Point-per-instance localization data
______________________________
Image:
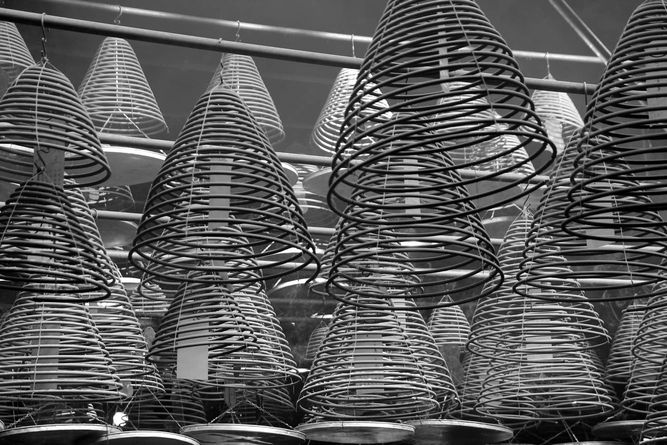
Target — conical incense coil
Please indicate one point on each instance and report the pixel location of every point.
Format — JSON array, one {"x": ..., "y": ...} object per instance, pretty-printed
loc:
[
  {"x": 560, "y": 386},
  {"x": 239, "y": 73},
  {"x": 449, "y": 50},
  {"x": 14, "y": 54},
  {"x": 41, "y": 111},
  {"x": 201, "y": 315},
  {"x": 626, "y": 113},
  {"x": 249, "y": 405},
  {"x": 178, "y": 406},
  {"x": 560, "y": 117},
  {"x": 116, "y": 93},
  {"x": 620, "y": 359},
  {"x": 376, "y": 364},
  {"x": 53, "y": 350},
  {"x": 221, "y": 175},
  {"x": 617, "y": 247},
  {"x": 46, "y": 240},
  {"x": 500, "y": 322}
]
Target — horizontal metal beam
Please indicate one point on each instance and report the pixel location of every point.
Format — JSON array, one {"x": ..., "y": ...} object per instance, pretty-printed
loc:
[
  {"x": 121, "y": 12},
  {"x": 219, "y": 45}
]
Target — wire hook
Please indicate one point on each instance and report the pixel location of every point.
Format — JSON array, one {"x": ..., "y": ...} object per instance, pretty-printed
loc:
[{"x": 116, "y": 21}]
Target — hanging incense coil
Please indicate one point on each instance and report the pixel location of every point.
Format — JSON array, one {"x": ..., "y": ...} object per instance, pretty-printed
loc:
[
  {"x": 116, "y": 93},
  {"x": 53, "y": 349},
  {"x": 201, "y": 315},
  {"x": 500, "y": 322},
  {"x": 620, "y": 359},
  {"x": 47, "y": 241},
  {"x": 619, "y": 250},
  {"x": 377, "y": 364},
  {"x": 450, "y": 50},
  {"x": 178, "y": 406},
  {"x": 562, "y": 385},
  {"x": 220, "y": 188},
  {"x": 559, "y": 115},
  {"x": 14, "y": 54},
  {"x": 41, "y": 111},
  {"x": 239, "y": 73},
  {"x": 626, "y": 117}
]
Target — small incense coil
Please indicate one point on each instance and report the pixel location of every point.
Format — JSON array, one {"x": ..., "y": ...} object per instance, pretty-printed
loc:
[
  {"x": 178, "y": 406},
  {"x": 201, "y": 315},
  {"x": 116, "y": 198},
  {"x": 500, "y": 322},
  {"x": 448, "y": 49},
  {"x": 42, "y": 111},
  {"x": 377, "y": 364},
  {"x": 559, "y": 115},
  {"x": 626, "y": 114},
  {"x": 560, "y": 386},
  {"x": 14, "y": 54},
  {"x": 620, "y": 359},
  {"x": 616, "y": 249},
  {"x": 221, "y": 176},
  {"x": 239, "y": 73},
  {"x": 47, "y": 240},
  {"x": 52, "y": 349},
  {"x": 116, "y": 93}
]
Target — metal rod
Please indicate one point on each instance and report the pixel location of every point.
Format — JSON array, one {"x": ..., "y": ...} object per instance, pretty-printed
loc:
[
  {"x": 164, "y": 16},
  {"x": 582, "y": 30},
  {"x": 219, "y": 45}
]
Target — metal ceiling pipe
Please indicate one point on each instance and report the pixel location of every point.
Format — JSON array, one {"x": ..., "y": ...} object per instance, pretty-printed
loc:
[
  {"x": 219, "y": 45},
  {"x": 119, "y": 11}
]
______________________________
**Required work**
Produce a word-for-word copy of the records, omitting all images.

**Written response**
Image:
Target — conical incense coil
Please indicate one point on each instance and report the pixel location of every point.
Format — JSON array, one {"x": ..., "y": ...} object per instance, pretty-printed
loc:
[
  {"x": 560, "y": 386},
  {"x": 239, "y": 73},
  {"x": 449, "y": 50},
  {"x": 14, "y": 54},
  {"x": 41, "y": 111},
  {"x": 201, "y": 315},
  {"x": 626, "y": 113},
  {"x": 249, "y": 405},
  {"x": 178, "y": 406},
  {"x": 560, "y": 117},
  {"x": 116, "y": 93},
  {"x": 620, "y": 359},
  {"x": 376, "y": 364},
  {"x": 53, "y": 350},
  {"x": 221, "y": 175},
  {"x": 617, "y": 247},
  {"x": 46, "y": 240},
  {"x": 500, "y": 322}
]
Target — horizontal metal beam
Please indicate one point on each instance and report the pixel location of every point.
Format — JSON array, one {"x": ..., "y": ...} object per instance, pretty-printed
loc:
[
  {"x": 121, "y": 12},
  {"x": 219, "y": 45}
]
Target — wire hook
Please indicate one point on each instance and report the pixel location of every point.
Format — JSON array, one {"x": ..., "y": ...} object per instance, pretty-printed
loc:
[{"x": 116, "y": 21}]
Target — hanging incense coil
Please indicate one point on each instance and report the pixel location of every point.
Format — JSON array, one {"x": ..., "y": ...} object per instance, pretty-printed
loc:
[
  {"x": 116, "y": 93},
  {"x": 53, "y": 349},
  {"x": 201, "y": 315},
  {"x": 500, "y": 322},
  {"x": 620, "y": 359},
  {"x": 47, "y": 241},
  {"x": 619, "y": 250},
  {"x": 377, "y": 364},
  {"x": 450, "y": 50},
  {"x": 178, "y": 406},
  {"x": 562, "y": 385},
  {"x": 220, "y": 188},
  {"x": 559, "y": 115},
  {"x": 14, "y": 54},
  {"x": 41, "y": 111},
  {"x": 239, "y": 73},
  {"x": 626, "y": 117}
]
Target — small incense coil
Please indicate one point on each instance and report the pixel location of every point.
Format — JSON array, one {"x": ..., "y": ...} object per instance, pretty-printed
loc:
[
  {"x": 178, "y": 406},
  {"x": 201, "y": 315},
  {"x": 116, "y": 198},
  {"x": 500, "y": 322},
  {"x": 448, "y": 49},
  {"x": 42, "y": 111},
  {"x": 377, "y": 364},
  {"x": 559, "y": 115},
  {"x": 626, "y": 114},
  {"x": 560, "y": 386},
  {"x": 14, "y": 54},
  {"x": 620, "y": 359},
  {"x": 616, "y": 249},
  {"x": 221, "y": 176},
  {"x": 239, "y": 73},
  {"x": 47, "y": 240},
  {"x": 52, "y": 349},
  {"x": 116, "y": 93}
]
Target — metal rod
Please indicate one point on each instance and report the pixel location of every point.
Format — JSON array, one {"x": ..., "y": ...} object per instance, pretty-printed
loc:
[
  {"x": 164, "y": 16},
  {"x": 582, "y": 30},
  {"x": 219, "y": 45}
]
Target — metal ceiling pipe
Please indicate one point on each instance and report the pixel location of every point.
Format — JSON array, one {"x": ..., "y": ...} object per instance, pretty-printed
loc:
[
  {"x": 219, "y": 45},
  {"x": 119, "y": 11}
]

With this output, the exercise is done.